Exercise details: Within the listing below, please show every line carrying the string "asphalt".

- - - - -

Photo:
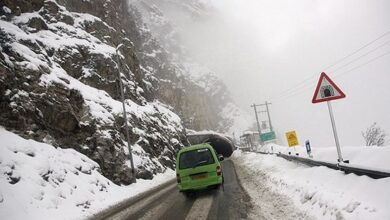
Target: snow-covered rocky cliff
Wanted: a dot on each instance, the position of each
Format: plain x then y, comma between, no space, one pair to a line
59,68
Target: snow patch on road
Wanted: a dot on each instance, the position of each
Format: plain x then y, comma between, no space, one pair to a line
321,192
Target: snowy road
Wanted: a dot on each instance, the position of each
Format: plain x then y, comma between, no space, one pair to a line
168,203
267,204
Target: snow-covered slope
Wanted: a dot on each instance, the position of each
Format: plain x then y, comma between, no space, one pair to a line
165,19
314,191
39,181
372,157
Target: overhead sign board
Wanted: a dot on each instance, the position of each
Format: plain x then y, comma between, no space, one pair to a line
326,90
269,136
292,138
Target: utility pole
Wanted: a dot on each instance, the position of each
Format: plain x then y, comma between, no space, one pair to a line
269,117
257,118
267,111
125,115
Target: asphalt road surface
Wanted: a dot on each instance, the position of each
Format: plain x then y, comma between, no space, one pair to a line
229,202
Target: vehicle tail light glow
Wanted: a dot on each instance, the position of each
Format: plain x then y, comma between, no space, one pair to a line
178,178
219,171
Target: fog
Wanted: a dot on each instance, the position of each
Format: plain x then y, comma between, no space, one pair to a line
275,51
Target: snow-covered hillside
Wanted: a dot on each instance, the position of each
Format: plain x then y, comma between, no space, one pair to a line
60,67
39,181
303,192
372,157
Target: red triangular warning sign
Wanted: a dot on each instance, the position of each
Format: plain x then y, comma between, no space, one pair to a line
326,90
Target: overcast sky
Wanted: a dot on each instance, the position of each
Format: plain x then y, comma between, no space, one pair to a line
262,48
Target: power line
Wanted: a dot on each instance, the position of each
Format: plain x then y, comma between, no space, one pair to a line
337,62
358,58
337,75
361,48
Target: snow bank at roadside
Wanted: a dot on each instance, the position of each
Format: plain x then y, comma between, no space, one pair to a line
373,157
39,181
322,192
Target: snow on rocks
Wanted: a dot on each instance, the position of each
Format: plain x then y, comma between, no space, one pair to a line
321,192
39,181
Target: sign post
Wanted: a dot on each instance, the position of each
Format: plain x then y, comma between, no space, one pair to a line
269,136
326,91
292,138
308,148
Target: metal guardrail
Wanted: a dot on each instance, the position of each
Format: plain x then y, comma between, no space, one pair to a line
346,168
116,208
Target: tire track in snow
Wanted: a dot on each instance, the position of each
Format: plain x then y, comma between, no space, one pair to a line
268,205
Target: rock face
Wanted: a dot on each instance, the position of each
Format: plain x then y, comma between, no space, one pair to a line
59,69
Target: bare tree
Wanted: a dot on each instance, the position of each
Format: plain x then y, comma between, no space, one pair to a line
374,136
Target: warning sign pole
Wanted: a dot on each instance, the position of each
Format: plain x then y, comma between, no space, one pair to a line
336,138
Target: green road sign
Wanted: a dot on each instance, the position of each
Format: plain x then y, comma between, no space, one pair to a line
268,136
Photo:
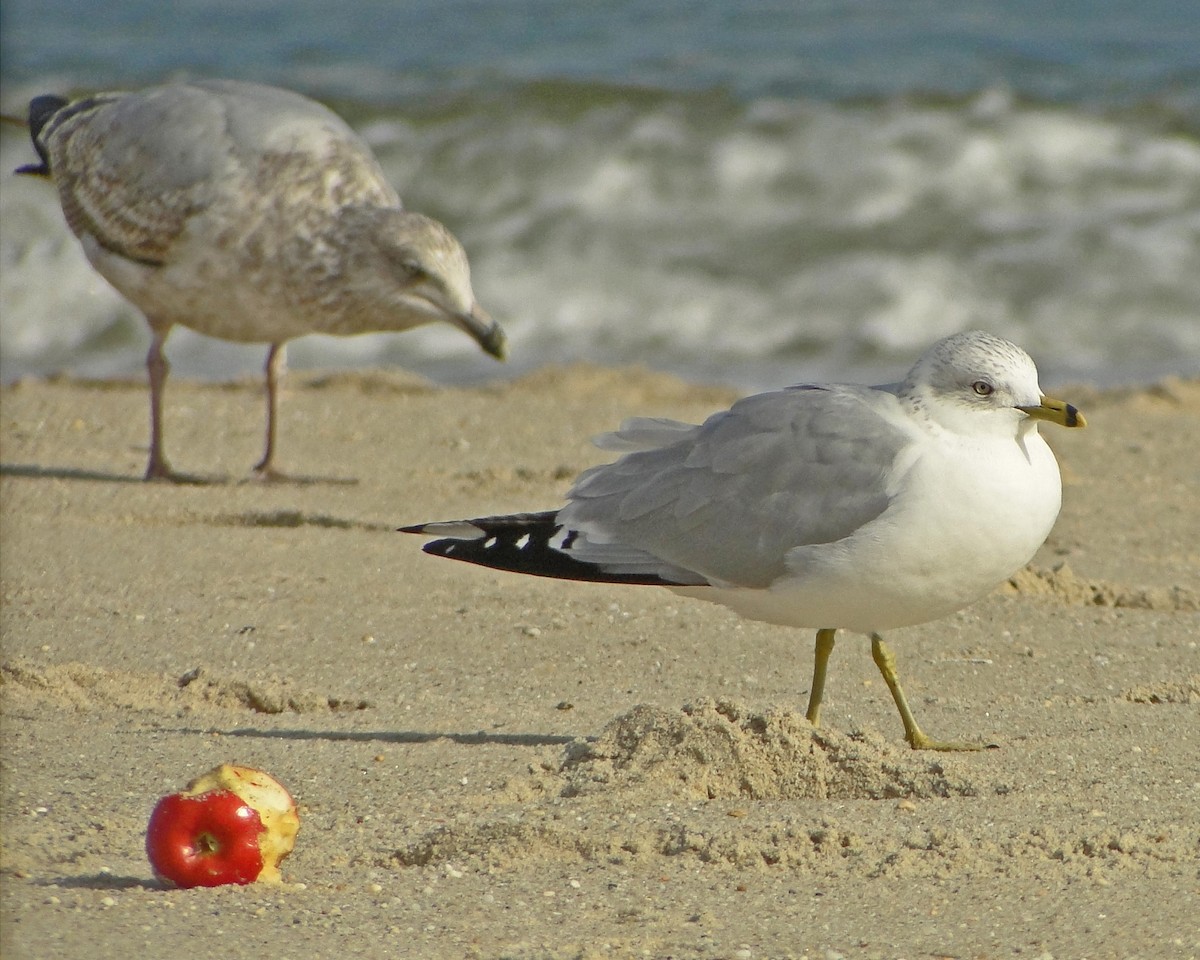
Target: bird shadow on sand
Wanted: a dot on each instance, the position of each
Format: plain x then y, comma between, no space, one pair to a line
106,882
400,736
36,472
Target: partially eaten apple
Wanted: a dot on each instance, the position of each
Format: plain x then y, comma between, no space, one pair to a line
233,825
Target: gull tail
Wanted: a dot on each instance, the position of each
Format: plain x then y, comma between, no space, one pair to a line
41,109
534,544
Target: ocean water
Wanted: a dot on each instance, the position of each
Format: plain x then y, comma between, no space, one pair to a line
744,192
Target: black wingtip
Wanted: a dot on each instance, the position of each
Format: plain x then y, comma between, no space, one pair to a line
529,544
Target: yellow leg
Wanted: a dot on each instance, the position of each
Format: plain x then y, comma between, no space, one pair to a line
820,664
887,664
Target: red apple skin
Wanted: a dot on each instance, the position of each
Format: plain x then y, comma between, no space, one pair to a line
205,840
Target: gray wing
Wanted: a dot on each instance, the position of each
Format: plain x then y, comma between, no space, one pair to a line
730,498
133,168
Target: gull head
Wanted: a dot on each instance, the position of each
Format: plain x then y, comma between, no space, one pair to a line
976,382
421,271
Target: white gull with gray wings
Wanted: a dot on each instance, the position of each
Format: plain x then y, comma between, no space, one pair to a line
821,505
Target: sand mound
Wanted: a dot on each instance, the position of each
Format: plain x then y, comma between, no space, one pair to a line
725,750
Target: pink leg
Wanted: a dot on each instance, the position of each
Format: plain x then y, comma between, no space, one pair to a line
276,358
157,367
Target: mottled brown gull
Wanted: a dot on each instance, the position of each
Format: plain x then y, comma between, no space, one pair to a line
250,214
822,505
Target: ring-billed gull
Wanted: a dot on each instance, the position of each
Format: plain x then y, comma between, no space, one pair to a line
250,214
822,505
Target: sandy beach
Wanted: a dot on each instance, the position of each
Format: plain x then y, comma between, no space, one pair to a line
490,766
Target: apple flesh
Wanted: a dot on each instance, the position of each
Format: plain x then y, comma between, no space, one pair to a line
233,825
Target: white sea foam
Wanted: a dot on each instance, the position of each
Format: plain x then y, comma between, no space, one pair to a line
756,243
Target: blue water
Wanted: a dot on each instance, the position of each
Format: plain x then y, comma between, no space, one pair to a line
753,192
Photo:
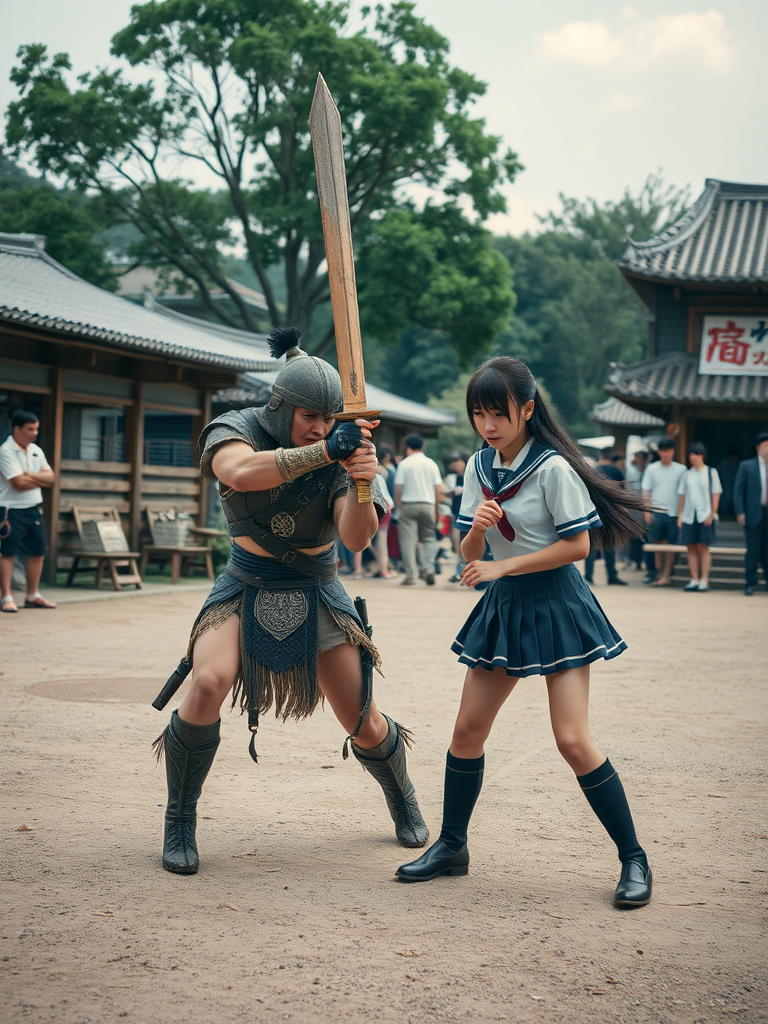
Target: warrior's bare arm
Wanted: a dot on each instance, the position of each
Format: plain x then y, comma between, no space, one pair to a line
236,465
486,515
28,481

- - - - -

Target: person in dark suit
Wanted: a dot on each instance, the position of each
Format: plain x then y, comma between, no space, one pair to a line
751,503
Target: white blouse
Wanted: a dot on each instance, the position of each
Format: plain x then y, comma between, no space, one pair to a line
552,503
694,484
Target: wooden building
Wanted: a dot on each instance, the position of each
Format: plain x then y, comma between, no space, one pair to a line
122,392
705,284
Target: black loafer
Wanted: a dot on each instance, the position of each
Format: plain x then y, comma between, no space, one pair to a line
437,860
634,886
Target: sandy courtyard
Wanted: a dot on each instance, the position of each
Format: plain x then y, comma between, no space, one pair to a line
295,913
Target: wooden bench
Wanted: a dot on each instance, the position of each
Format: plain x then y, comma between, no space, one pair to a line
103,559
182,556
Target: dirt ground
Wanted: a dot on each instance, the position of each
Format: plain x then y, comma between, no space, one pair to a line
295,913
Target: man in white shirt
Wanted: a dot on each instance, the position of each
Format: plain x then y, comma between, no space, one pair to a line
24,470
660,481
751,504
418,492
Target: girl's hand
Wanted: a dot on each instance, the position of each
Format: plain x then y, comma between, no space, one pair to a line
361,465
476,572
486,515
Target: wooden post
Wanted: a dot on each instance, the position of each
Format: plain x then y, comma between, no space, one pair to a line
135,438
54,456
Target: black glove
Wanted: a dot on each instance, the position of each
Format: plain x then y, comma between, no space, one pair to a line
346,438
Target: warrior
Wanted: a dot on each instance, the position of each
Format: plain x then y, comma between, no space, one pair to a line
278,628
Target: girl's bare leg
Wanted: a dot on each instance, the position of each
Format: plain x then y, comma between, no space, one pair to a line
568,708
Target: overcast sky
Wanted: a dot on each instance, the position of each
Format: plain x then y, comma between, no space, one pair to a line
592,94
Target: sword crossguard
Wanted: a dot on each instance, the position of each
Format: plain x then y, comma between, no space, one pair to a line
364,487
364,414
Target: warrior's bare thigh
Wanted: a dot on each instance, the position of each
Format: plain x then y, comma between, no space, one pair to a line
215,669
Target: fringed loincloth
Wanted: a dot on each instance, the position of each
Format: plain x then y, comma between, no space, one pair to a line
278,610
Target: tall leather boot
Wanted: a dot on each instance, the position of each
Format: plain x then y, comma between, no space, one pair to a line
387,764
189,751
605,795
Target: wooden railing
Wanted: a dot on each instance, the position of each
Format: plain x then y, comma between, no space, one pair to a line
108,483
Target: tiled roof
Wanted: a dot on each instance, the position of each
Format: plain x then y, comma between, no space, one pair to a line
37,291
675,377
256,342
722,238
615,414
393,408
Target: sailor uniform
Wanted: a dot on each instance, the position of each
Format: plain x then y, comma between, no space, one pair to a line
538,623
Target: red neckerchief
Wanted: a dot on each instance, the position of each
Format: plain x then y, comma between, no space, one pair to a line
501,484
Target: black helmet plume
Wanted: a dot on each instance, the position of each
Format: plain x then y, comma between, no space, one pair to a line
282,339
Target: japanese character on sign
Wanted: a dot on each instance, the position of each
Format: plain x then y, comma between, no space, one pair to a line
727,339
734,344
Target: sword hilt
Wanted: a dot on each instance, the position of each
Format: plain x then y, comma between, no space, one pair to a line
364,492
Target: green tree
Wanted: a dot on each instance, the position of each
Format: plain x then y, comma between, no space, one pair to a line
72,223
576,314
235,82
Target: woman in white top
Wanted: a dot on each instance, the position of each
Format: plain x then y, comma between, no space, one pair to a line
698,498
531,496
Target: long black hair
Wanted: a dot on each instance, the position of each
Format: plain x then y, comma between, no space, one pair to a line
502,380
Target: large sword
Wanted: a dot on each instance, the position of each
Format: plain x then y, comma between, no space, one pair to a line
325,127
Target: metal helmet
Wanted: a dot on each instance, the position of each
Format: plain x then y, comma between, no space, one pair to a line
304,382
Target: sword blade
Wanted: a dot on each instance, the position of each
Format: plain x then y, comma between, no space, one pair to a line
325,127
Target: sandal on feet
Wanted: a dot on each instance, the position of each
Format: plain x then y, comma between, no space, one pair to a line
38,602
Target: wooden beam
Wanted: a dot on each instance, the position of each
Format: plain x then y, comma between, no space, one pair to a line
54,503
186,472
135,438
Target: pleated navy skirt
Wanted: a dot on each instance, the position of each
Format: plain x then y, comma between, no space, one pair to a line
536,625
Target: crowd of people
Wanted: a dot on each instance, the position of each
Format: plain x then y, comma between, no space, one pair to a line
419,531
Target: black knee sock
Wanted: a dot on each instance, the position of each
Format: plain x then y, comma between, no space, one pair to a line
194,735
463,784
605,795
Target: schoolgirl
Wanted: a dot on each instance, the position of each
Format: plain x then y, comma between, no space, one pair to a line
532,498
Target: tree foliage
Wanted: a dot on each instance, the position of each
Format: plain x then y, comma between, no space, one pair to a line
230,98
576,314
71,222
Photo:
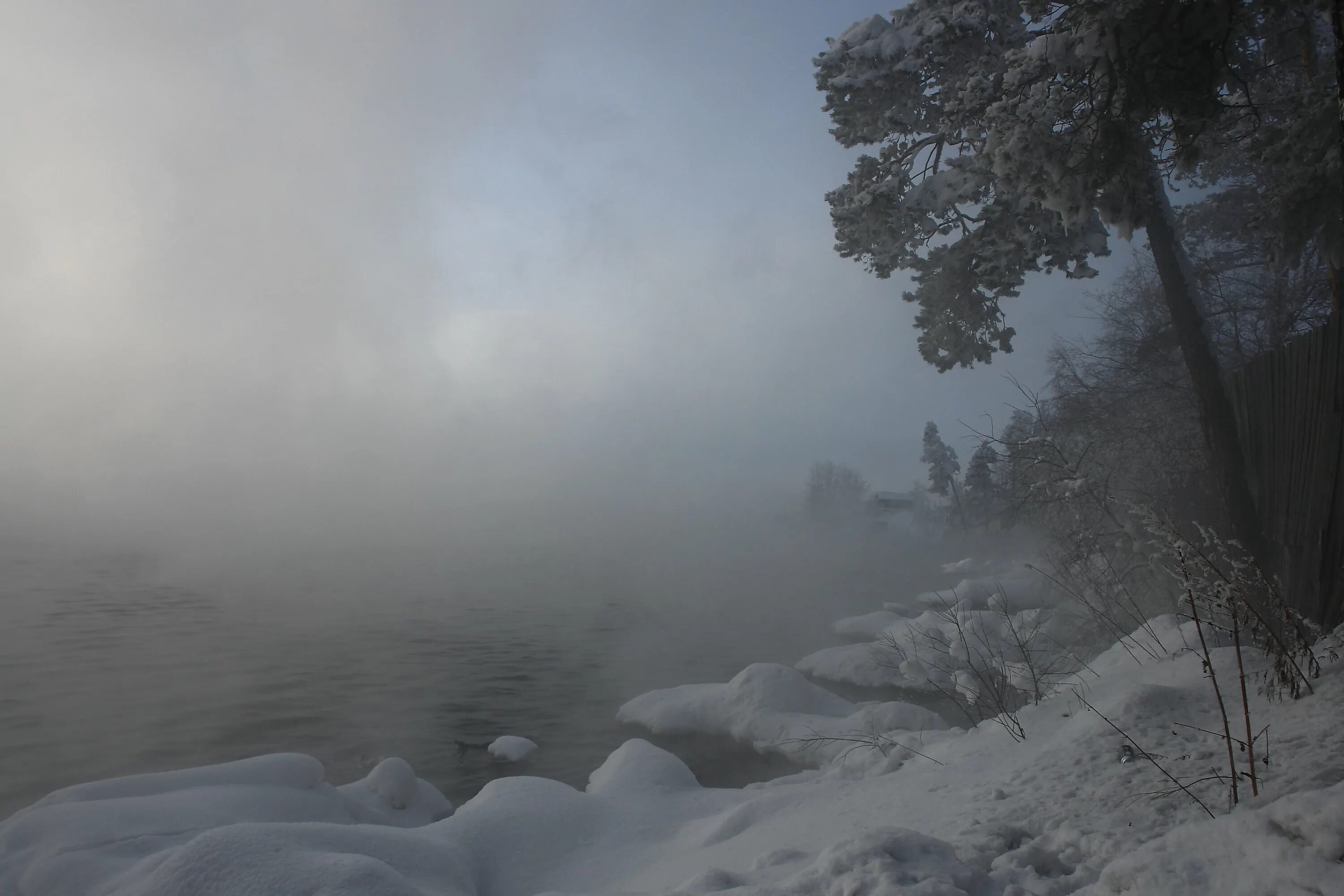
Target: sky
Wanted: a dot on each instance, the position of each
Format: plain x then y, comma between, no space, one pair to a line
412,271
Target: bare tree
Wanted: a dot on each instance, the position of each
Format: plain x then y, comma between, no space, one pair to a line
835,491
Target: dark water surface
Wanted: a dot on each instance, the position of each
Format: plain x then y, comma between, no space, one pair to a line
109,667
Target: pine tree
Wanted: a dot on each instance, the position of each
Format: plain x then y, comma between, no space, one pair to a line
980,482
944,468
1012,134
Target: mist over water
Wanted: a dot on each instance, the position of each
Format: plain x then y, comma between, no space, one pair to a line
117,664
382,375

- - - - -

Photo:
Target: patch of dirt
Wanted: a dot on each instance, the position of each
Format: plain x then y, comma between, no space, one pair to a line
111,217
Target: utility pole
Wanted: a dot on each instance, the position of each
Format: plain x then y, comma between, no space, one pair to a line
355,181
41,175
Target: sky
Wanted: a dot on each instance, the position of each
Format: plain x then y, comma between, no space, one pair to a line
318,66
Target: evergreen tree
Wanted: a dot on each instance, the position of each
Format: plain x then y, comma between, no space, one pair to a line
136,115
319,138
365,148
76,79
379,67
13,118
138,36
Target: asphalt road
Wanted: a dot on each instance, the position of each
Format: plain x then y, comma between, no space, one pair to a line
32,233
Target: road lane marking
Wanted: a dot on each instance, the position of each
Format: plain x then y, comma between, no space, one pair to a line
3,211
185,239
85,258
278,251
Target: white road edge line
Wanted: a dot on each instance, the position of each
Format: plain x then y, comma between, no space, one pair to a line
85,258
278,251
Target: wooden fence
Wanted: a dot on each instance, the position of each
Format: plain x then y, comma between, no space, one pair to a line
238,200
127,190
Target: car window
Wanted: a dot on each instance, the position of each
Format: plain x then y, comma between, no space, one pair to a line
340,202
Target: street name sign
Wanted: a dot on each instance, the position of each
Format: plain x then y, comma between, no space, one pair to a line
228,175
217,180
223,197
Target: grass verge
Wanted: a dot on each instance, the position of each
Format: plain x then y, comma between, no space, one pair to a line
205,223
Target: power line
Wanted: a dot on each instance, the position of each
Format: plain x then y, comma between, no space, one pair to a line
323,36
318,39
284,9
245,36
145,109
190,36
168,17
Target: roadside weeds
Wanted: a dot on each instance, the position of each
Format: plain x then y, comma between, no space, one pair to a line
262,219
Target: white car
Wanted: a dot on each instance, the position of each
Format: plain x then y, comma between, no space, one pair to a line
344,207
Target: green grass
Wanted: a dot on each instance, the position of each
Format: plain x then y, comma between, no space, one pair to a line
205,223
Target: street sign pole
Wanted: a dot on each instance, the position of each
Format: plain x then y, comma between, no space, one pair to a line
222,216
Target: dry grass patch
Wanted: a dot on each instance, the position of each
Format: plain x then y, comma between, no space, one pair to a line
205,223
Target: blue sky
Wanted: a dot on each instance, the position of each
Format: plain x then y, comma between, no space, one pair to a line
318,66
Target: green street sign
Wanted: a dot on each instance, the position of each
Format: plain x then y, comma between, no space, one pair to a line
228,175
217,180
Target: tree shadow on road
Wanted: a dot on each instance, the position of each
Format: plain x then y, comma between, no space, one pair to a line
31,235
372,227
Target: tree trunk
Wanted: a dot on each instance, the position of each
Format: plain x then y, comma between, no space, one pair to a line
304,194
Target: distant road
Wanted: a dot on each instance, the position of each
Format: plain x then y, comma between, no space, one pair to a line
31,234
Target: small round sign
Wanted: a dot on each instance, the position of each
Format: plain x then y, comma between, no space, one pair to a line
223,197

- - - - -

Written response:
Target: asphalt road surface
Target: asphalt road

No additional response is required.